• _QUOTED TEXT_
# Unique to Opera verbage



## Seattleoperafan (Mar 24, 2013)

I have noticed in quite a number of operas that the characters do something we never do in real life..... call themselves by name. Is this done in older plays or is it unique in the arts? Examples are eluding me at present, but I would be surprised if I am the only person who who has noticed this?


----------



## Don Fatale (Aug 31, 2009)

You mean _refer to oneself in the third person_? Don Fatale thinks it was quite prevalent these days with pretentious singers and actors.


----------



## russetvelvet (Oct 14, 2016)

http://languagelog.ldc.upenn.edu/nll/?p=30069

Vocative self-address can be found in classical literature, for instance in Idyll XI by the bucolic poet Theocritus. The Cyclops Polyphemus addresses himself using the Greek rhetorical device of apostrophe:

ὦ Κύκλωψ Κύκλωψ, πᾷ τὰς φρένας ἐκπεπότασαι

O Cyclops, Cyclops, where be your wits gone flying?
(transl. by J.M. Edmonds)

Or in a more modern rendering:

Cyclops, Cyclops, have you lost your mind?
(transl. by Diane Arnson Svarlien)

Shakespeare used it too, as when the Earl of Kent is speaking to himself in King Lear:

If but as well I other accents borrow,
That can my speech diffuse, my good intent
May carry through itself to that full issue
For which I razed my likeness. Now, banished Kent,
If thou canst serve where thou dost stand condemned,
So may it come thy master, whom thou lovest,
Shall find thee full of labors.

(See Vocative Constructions in the Language of Shakespeare by Beatrix Busse for more.)

In these literary examples, a character uses a construction associated with second-person address to turn an interior monologue into a kind of dialogue. People in real life can do that too, for instance when chastising oneself with one's own name. Stephen Colbert used to do that in a jokey way on his old Comedy Central show, The Colbert Report. At the very end of this clip, for instance, you can hear him say, "Get it together, Colbert! Get it together!" (As noted by Mr. Verb, when Colbert was addressing himself, he would lapse into the original family pronunciation of his last name, "COLE-bert," rather than "cole-BEAR.")

• _TASKS AND EXERCISES_
- A) Answer the following from the forum thread on self-address in opera, each on its own line:
(i) Which poet wrote the Idyll XI in which the Cyclops Polyphemus addresses himself?
(ii) Which character in King Lear is described as speaking to himself?
(iii) On which show did Stephen Colbert address himself by name?
- B) Render this sentence from the forum thread on self-address in opera into Spanish: "People in real life can do that too, for instance when chastising oneself with one's own name."

• _INFORMATION GIVEN_
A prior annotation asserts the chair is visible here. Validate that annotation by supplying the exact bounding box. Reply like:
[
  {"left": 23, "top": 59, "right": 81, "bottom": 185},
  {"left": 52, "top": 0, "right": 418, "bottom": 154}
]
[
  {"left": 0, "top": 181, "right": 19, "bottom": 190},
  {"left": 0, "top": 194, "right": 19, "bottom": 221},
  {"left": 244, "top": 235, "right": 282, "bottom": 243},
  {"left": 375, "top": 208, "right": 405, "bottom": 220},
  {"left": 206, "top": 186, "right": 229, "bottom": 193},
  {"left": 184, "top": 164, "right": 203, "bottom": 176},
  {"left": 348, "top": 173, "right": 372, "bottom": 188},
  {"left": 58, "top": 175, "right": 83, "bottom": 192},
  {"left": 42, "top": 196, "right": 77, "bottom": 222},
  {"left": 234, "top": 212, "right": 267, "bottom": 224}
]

--

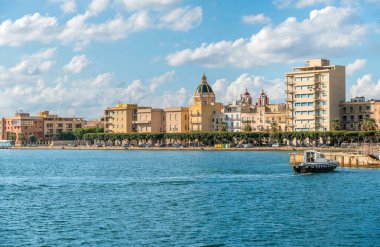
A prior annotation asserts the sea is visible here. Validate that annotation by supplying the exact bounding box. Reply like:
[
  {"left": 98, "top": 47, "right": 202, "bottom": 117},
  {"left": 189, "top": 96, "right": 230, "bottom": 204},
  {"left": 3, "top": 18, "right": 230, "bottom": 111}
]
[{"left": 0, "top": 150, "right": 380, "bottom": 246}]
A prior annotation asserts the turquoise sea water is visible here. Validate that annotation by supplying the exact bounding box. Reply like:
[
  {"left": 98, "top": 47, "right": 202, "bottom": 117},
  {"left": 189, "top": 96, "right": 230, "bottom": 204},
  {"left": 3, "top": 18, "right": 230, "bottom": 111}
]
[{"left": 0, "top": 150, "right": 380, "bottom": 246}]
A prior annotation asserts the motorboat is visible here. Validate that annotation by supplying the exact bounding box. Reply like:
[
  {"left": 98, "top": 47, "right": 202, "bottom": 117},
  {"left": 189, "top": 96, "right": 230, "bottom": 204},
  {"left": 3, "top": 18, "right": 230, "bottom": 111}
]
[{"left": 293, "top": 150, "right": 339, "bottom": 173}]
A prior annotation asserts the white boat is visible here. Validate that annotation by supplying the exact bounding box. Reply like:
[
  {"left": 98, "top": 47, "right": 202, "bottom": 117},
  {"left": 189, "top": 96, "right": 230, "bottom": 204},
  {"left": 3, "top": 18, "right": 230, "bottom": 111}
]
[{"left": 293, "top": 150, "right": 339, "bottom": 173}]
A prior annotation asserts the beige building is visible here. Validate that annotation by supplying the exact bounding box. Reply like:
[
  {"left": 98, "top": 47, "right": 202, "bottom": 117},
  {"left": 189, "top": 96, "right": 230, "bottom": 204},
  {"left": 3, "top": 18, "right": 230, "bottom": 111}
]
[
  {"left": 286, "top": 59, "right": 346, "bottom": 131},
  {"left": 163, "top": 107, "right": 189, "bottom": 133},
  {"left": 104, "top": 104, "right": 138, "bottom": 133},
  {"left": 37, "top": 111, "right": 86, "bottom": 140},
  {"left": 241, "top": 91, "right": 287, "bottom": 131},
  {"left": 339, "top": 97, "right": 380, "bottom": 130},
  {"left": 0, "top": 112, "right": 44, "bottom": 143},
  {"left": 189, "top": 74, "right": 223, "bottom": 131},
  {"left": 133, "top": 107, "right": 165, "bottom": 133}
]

• _ANSWER LIST_
- A)
(i) Theocritus
(ii) The Earl of Kent
(iii) The Colbert Report, on Comedy Central

- B) Las personas en la vida real también pueden hacerlo, por ejemplo, al reprenderse a sí mismas con su propio nombre.